## Begin

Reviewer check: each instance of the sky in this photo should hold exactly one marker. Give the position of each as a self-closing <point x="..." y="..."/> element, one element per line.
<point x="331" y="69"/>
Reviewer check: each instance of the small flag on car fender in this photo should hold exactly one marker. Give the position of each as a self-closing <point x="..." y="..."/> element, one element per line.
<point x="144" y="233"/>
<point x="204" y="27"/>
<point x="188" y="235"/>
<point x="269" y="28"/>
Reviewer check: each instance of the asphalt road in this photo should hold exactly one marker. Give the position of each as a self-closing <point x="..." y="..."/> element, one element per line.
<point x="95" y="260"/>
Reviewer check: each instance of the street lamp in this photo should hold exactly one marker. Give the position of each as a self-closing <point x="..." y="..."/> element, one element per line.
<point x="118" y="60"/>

## End

Edit the records by changing every "Reviewer check" to "Quality check" and leaving everything else as it is.

Quality check: each instance of the sky in this photo should hold exactly one marker. Give the position of each as a self-closing <point x="..." y="..."/> element, one element per line.
<point x="331" y="69"/>
Quality check: each instance of the small flag on car fender in this photo should hold exactly one marker. Give the position of each as a self-closing <point x="..." y="..."/> element, one element per line.
<point x="144" y="233"/>
<point x="204" y="27"/>
<point x="188" y="235"/>
<point x="269" y="28"/>
Quality check: each instance of the asphalt road in this photo should hold exactly one marker. Give the position of each as a self-closing <point x="..." y="..."/> element, one element per line.
<point x="95" y="260"/>
Quality check: each instance of the street lamp in this photo should hold exactly one marker. Give the position of each as a self-closing <point x="..." y="..."/> element, one element per line.
<point x="118" y="60"/>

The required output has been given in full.